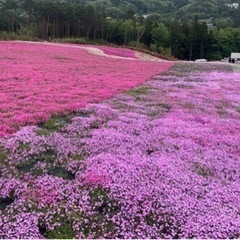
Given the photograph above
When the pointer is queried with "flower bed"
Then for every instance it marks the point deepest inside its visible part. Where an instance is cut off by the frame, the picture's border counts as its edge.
(40, 80)
(160, 161)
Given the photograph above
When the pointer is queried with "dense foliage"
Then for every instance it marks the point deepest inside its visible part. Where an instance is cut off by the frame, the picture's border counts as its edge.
(168, 27)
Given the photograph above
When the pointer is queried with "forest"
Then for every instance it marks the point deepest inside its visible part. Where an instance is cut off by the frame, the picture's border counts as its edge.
(185, 29)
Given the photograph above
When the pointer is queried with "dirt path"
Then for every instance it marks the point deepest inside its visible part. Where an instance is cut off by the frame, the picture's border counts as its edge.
(97, 51)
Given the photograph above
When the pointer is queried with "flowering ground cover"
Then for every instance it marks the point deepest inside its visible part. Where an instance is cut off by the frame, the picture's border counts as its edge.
(160, 161)
(40, 80)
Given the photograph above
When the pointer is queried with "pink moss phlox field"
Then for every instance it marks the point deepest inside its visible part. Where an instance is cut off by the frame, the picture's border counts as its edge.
(39, 80)
(159, 161)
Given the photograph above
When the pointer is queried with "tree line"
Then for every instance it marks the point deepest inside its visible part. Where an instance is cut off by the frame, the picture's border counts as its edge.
(58, 19)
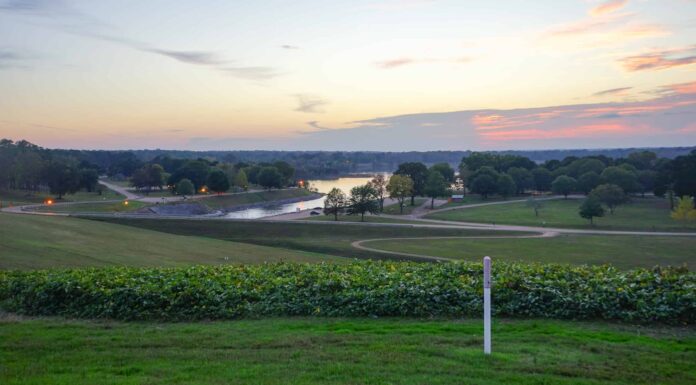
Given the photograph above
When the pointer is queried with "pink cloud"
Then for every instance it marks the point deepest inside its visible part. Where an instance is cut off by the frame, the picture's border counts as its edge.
(608, 7)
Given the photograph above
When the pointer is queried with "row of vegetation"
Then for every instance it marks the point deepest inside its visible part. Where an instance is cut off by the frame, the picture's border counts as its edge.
(355, 289)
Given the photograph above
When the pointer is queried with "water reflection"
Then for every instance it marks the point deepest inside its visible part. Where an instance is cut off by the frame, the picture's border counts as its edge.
(323, 186)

THE EXERCISE
Return every line of the material that contains the word "pink", treating uppercase and lowercase as different.

SOLVED PROBLEM
When the pointer is queried with "pink moss phlox field"
When the pointer is queried with "pink cloud"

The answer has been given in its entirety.